**Directions for this task:**
Count how many lines in this material contain "List". The answer is that number alone.

**Provided records:**

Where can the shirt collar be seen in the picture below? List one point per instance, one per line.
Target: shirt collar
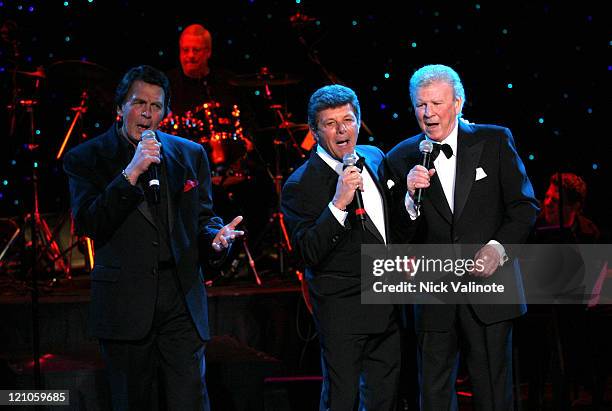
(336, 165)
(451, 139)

==

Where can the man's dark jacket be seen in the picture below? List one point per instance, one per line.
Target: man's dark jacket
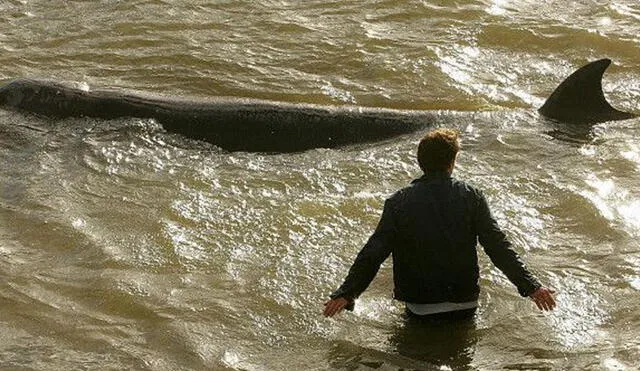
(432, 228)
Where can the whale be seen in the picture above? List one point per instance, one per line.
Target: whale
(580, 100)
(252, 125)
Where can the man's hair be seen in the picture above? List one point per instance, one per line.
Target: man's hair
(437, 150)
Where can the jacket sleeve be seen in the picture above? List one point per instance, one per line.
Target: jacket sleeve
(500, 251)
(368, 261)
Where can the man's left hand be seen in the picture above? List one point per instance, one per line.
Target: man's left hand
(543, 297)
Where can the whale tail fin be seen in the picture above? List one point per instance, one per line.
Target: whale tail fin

* * *

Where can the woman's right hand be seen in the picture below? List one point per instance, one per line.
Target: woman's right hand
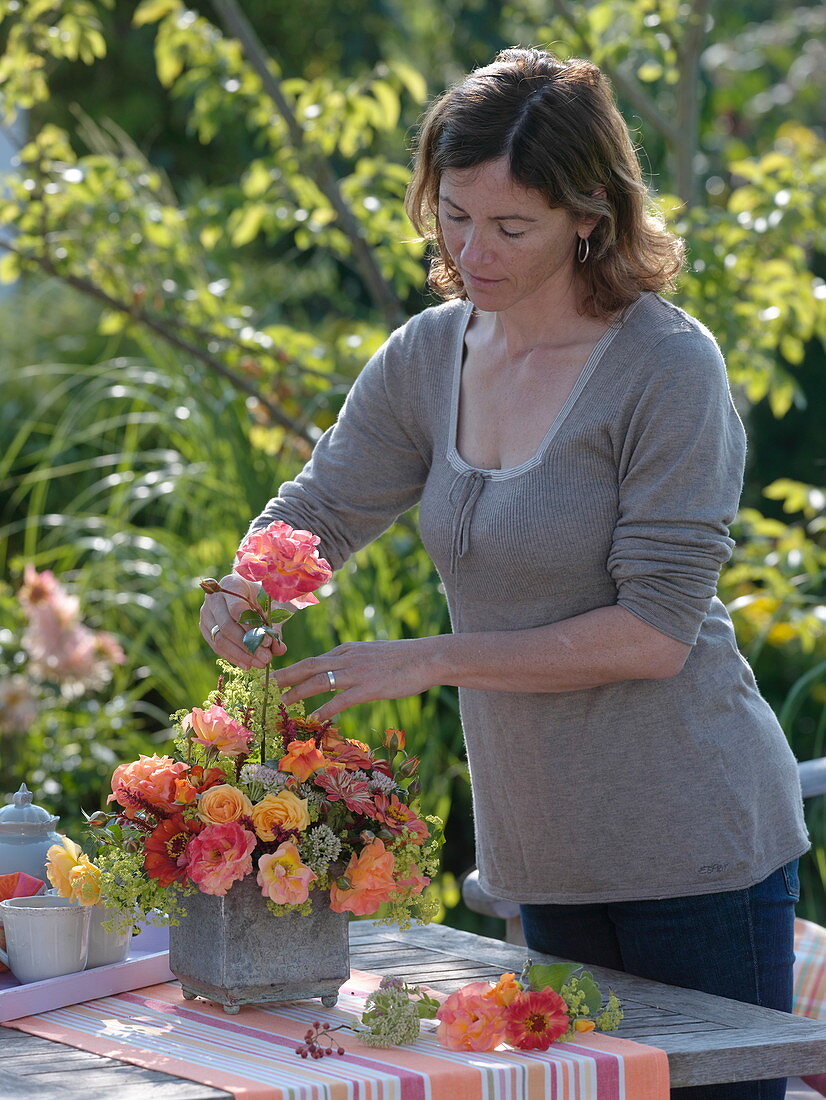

**Result:**
8